- EXERCISE TASK -
Reproduce the items from the start through the line that contains "13,80,241,261", requests included, multiplying each bounding-box coordinate in the answers by 0.6 and rounding to the nearest whole number, with halves rounded up. Leave every number in the requests, including the sample coordinates, unchanged.
## Begin
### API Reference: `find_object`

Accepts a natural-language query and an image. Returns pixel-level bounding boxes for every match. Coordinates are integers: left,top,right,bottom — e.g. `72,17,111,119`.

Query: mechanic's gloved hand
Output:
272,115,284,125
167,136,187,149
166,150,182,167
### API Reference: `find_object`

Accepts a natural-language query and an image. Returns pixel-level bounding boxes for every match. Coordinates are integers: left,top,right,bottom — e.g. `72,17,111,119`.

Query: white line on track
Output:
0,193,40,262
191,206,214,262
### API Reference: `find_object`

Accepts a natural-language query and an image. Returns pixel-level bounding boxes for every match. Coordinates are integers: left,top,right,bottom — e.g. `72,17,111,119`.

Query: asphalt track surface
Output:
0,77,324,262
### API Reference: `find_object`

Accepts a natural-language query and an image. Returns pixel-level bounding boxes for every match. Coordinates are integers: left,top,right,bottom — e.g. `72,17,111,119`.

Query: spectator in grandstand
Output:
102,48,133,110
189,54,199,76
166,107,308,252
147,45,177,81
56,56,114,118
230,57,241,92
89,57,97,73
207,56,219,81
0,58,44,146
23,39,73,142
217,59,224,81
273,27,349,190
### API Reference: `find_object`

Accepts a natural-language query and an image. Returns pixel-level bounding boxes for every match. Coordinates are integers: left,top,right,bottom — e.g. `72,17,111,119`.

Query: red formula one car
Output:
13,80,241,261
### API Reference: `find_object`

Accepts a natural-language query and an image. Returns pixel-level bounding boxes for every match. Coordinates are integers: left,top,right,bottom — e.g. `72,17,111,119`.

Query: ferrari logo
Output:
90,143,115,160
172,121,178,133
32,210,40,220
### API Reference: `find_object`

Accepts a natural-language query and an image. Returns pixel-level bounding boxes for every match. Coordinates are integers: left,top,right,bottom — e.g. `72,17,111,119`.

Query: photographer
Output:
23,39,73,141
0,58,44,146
## End
- ANSWER IN FULL -
### API Reference: `find_object`

Accepts a natural-language query and an image. Returns pixel-level bounding boxes for every match. Coordinates are integers: left,top,right,bottom — e.g. `72,17,111,119`.

Query: mechanic's gloved hand
Output:
163,69,170,75
100,82,112,89
100,90,109,100
### API Reference: `find_object`

Accepts a natural-language query and an image. Returns pixel-level bounding boxes for every match. Coordinates are integers: left,top,right,bottom — e.g. `72,17,111,119`.

Query: white line on track
Output:
0,116,24,157
115,124,128,157
### API Reference: `find_object`

Accepts a natural-language query and an image. Returns pixel-level bounding boxes for every match. Coordinates are integers: left,top,right,bottom — e.g. `72,17,111,119`.

Query: asphalt track surface
Output:
0,46,194,157
### API Reference: `find_object`

Accepts a natural-language query and an image. Returns pixel-level bounding boxes for every match. Coordinates are integers: left,top,right,bottom — e.g. `72,17,111,119`.

Query: spectator in grandstand
Output:
61,29,80,66
113,32,119,46
100,64,185,151
88,27,106,49
34,34,68,71
138,34,145,55
53,34,58,44
124,34,131,49
0,35,26,88
14,23,44,85
130,35,134,49
164,16,209,114
### API Reference: `find_object`

Accepts a natural-language query and an image. Returns pixel-level bounding boxes for every match. Coordinates are integers: left,top,right,bottom — e.g. `72,17,111,119`.

Query: red formula one car
Output:
8,48,145,157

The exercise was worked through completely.